## Task requirements
Copy every line of the entries that includes the word "target".
════
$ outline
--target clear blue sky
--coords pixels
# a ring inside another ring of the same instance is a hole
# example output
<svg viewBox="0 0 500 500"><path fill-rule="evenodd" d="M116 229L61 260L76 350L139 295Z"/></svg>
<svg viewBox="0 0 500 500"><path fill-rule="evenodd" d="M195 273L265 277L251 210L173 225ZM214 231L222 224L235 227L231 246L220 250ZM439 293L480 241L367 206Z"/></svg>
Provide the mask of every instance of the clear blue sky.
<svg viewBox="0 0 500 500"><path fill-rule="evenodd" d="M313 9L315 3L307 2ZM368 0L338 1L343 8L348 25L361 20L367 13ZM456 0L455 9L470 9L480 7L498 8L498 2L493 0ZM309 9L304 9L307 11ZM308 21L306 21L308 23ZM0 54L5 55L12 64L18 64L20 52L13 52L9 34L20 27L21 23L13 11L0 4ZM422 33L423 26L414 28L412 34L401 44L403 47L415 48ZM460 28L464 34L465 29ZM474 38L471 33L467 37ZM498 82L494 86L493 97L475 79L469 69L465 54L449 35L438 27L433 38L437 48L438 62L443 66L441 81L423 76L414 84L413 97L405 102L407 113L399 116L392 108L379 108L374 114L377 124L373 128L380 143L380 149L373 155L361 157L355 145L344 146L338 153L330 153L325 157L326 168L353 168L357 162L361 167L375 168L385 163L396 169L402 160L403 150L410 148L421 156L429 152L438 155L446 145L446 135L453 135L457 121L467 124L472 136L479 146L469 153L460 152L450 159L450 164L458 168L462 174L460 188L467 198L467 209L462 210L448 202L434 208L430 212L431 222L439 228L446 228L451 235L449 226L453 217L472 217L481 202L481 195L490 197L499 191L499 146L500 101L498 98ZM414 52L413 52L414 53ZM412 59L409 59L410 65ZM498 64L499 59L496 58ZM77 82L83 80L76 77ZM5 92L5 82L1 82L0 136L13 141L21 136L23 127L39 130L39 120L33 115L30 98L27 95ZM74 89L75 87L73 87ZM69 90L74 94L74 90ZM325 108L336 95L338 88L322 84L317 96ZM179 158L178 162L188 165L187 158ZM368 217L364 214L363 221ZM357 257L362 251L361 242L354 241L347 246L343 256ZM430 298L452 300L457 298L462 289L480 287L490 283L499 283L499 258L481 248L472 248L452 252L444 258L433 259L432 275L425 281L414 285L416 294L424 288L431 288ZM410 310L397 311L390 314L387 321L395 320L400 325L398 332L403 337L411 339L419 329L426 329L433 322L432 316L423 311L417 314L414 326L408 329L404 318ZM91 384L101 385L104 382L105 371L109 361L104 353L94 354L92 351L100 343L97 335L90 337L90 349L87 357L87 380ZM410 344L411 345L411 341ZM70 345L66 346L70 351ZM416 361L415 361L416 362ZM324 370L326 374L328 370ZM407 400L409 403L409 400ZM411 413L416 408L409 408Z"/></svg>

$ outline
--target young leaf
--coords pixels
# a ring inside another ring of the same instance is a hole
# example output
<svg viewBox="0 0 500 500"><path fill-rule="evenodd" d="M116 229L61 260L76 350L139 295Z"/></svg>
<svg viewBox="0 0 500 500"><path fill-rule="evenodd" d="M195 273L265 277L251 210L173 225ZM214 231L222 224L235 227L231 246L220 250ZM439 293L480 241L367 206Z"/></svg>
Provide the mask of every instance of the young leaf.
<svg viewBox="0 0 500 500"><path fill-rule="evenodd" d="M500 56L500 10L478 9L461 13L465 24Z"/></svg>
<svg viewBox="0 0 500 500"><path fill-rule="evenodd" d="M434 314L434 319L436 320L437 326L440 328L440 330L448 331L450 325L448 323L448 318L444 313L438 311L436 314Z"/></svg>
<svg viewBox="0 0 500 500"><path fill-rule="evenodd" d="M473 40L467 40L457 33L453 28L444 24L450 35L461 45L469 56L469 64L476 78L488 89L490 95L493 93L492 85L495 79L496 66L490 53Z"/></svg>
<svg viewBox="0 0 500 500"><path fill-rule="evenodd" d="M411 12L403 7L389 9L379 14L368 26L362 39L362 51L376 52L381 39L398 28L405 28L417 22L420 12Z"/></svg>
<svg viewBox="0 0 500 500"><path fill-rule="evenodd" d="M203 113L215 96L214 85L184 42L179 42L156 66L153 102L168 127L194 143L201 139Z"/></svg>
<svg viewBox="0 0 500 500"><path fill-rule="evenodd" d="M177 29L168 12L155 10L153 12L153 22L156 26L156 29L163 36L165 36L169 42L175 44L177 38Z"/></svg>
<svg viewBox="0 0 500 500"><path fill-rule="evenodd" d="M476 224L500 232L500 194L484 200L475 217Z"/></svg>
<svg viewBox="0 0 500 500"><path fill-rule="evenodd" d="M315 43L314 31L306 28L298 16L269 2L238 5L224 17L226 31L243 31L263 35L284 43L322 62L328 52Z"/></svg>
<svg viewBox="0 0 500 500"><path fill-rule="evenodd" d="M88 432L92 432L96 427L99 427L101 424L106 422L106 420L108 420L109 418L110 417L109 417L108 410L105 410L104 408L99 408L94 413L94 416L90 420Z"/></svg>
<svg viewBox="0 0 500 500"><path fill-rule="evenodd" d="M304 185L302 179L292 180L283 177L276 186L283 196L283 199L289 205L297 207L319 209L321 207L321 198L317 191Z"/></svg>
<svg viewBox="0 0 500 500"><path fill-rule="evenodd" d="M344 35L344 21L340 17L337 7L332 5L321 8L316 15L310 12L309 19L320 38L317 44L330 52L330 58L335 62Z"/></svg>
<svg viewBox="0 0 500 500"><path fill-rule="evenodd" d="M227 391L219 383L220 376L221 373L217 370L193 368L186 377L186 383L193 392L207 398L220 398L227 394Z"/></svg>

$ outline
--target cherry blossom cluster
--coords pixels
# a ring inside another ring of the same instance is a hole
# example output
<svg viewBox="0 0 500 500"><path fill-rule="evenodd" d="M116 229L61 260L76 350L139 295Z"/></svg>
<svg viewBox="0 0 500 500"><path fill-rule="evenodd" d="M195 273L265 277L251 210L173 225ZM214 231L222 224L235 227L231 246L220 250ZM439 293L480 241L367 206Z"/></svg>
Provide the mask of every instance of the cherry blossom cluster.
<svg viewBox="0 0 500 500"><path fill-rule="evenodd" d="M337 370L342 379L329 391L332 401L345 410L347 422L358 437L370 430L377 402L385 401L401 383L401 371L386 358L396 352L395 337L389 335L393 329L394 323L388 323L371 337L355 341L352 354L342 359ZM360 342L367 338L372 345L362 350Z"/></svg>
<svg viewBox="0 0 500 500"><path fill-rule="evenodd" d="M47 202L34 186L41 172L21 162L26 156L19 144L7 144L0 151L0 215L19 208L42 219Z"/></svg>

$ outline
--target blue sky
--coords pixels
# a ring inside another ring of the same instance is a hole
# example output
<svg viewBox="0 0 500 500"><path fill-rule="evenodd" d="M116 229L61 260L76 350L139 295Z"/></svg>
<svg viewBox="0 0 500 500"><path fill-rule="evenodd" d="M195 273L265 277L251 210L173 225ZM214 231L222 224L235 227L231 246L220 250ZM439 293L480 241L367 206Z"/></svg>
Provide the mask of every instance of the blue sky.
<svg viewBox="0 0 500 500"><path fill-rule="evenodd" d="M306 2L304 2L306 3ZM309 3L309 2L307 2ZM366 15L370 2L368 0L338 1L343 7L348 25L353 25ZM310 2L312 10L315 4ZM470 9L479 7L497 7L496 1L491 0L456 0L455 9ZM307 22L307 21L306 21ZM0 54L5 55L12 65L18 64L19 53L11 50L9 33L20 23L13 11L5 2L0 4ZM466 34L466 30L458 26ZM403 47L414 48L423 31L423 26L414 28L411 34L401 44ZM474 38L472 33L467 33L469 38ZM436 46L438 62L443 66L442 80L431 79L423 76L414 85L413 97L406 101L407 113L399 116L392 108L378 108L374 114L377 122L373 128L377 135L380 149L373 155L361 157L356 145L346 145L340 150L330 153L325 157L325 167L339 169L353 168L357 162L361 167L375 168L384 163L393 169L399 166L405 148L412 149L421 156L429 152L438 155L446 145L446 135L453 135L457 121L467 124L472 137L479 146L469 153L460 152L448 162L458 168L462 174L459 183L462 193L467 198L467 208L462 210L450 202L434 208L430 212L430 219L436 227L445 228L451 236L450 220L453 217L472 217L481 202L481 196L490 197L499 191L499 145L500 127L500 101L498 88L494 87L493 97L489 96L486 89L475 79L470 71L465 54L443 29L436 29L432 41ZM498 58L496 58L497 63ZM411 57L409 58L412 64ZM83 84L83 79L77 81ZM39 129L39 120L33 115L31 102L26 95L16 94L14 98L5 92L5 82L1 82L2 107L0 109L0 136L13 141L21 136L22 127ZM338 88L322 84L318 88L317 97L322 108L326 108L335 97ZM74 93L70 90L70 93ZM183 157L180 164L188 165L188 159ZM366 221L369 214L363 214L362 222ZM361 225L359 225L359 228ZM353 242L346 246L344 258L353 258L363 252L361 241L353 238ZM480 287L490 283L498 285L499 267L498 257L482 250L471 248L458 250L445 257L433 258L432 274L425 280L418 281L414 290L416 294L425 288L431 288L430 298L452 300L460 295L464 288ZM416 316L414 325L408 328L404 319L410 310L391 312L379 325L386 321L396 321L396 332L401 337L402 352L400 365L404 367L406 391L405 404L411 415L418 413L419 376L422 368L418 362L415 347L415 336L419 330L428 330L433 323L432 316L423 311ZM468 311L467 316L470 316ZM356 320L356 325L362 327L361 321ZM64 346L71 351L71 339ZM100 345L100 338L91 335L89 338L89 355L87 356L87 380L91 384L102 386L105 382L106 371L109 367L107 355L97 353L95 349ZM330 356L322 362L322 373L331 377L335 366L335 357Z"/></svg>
════
## Task solution
--target clear blue sky
--target young leaf
--target cherry blossom cluster
--target blue sky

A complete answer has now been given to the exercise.